## [Written request 1]
In the passage on the word "grok" below, list each meaning given in the lines that follow "Depending on its usage, 'I grok' can mean:".

## [Text excerpt]
* Begin *
Before we proceed, we must put some time into trying to define the work “grok”. One of the greatest science fiction writers of all time, Robert A. Heinlein, coined the word in 1961 in his epic novel Stranger in a Strange Land. Perhaps you recall the “I Grok Spock” slogan from the late 60s when fans mobilised to save Star Trek from cancellation. There’s no easy definition of the word, although “I grok” can mean “I love”, among many other things. Depending on its usage, “I grok” can mean:
“I see” or “I understand”
“I am a part of”
“I drink” or “I eat”
To use Heinleins own words, grok means to understand something “so thoroughly that you merge with it and it merges with you.”
Grok means all these things, and according to Heinlein, “a hundred other English words, words which we think of as antithetical concepts. ‘Grok’ means all of these.”
Heavy stuff, but the more I think (or grok) on it, I realise (or grok) something very sad. As much as I love, cherish, adore and try to further my understanding of it, I think I can never fully grok rock music. In order to do that, I would have to understand it to a depth I have not reached yet. As a non-musician who has tried and failed to do play it, true grokking of rock music has eluded me my whole life.
Music exists in several ways simultaneously. There are the vibrations in the air that are soundwaves on different frequencies. There are the hairs on your inner ear, moved by the soundwaves. This physical action is converted to electromagnet signals, sent to your brain and then interpreted and perceived as music. I can comprehend these things, but true understanding of music means understanding its structure. Why do those frequencies sound good together? Why does a recurring rhythm sound good to you even if you don’t know it’s 7/8 time? Or even know what 7/8 time is?
* End *
## [Excerpted data]
* Begin *
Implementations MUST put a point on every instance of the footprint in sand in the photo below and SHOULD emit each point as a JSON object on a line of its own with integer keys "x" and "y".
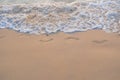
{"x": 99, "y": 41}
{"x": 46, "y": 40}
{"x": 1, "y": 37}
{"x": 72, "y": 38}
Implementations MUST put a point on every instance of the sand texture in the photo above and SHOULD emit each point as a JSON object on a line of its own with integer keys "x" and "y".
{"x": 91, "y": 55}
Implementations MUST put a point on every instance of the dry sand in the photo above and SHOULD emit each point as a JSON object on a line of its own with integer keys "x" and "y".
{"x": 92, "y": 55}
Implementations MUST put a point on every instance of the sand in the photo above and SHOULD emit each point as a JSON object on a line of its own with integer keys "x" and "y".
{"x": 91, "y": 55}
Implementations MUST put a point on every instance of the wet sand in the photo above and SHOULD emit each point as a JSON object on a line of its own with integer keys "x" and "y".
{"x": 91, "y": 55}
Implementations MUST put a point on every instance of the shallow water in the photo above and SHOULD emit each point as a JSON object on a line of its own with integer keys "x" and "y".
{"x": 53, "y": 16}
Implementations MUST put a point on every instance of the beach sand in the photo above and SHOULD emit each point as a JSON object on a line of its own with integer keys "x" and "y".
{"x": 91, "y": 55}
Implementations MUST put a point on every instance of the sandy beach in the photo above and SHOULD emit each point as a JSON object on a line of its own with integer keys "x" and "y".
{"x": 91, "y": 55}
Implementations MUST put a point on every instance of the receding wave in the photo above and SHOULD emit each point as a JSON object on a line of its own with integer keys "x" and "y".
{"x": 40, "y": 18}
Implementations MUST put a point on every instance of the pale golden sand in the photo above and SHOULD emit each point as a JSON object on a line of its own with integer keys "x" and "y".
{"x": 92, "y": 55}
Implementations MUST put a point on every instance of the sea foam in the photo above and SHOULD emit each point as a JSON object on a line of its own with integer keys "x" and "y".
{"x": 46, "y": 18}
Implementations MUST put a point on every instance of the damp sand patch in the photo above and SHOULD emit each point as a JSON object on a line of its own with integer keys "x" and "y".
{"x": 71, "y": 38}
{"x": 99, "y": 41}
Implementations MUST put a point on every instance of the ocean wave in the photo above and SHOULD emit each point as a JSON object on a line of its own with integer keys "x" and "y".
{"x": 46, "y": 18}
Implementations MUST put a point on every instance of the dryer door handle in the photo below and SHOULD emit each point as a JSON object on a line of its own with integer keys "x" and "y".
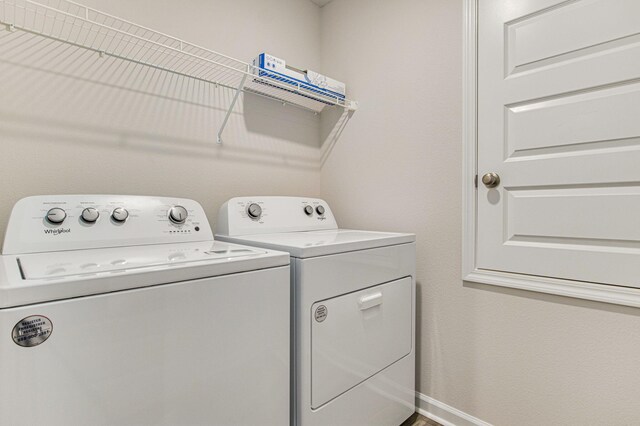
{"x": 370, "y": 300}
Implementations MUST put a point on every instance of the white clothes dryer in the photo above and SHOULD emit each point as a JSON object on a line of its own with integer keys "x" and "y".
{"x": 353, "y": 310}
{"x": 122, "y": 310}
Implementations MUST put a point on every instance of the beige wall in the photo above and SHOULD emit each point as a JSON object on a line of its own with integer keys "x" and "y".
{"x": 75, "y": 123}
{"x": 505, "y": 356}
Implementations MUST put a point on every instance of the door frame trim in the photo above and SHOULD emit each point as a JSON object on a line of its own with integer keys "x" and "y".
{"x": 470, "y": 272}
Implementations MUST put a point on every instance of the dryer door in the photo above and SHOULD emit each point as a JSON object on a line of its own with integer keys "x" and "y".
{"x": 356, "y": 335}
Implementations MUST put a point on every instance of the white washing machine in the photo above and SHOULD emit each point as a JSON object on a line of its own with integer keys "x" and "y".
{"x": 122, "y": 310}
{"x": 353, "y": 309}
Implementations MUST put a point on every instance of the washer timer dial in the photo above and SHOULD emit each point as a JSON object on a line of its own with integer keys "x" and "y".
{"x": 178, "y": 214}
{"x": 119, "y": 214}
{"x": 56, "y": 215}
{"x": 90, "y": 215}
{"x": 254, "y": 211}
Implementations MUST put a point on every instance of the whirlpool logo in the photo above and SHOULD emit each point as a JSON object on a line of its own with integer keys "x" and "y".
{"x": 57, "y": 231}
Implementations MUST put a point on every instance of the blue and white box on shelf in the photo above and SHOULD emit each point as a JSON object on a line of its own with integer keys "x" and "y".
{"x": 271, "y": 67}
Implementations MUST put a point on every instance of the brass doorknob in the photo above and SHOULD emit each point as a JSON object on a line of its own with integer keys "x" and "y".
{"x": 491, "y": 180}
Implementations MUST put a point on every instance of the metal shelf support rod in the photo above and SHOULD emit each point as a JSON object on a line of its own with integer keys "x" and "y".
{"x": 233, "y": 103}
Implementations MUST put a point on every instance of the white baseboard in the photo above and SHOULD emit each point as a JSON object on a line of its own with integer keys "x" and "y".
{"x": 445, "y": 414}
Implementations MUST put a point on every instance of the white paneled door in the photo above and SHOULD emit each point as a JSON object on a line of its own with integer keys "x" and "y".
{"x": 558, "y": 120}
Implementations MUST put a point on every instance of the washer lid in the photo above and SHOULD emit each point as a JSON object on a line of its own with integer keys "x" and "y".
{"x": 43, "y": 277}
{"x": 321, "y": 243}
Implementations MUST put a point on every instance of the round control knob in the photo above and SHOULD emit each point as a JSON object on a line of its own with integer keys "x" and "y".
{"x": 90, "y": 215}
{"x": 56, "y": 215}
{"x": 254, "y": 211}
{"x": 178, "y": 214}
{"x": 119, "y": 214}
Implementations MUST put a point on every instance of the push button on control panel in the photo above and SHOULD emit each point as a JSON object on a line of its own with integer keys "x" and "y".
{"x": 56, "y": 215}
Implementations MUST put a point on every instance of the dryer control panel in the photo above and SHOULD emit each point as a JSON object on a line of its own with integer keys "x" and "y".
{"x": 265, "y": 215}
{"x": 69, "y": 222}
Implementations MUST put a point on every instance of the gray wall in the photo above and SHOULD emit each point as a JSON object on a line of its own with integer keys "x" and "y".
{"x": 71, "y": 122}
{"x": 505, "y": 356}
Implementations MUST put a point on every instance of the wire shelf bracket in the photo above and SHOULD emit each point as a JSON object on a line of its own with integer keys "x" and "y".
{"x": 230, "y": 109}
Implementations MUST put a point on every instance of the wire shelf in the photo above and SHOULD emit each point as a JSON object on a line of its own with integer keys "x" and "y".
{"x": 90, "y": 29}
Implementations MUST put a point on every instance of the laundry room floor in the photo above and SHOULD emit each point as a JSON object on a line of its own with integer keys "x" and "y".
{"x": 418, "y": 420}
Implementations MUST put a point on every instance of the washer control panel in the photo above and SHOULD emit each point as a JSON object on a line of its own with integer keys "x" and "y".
* End *
## [Written request 2]
Pick out every line of the rows above that contains the string "white", and copy those lines. Case counts.

## [Written response 1]
"I see"
"I understand"
"I am a part of"
"I drink"
"I eat"

## [Written response 2]
Implementations MUST put a point on every instance of the white clothes dryer in the photo above and SHOULD emit each point as a JSON object on a line of its own with integer keys "x" and "y".
Implementations MUST put a point on every instance of the white washing machine in the photo above and SHOULD emit each point as a JSON object on a line of its own with integer keys "x" and "y".
Implementations MUST put a point on every instance of the blue and white box on shelf in the photo above and SHOULD emit each point as a JSON object on a line of its own with integer keys "x" and "y".
Implementations MUST put a point on every instance of the white baseboard in the photo above and SHOULD emit each point as a JSON object on a line of its own with integer keys "x" and "y".
Implementations MUST put a point on every instance of the white paneled door in the photo above and SHOULD emit each point as a JSON object on a line of its own with integer keys "x" and "y".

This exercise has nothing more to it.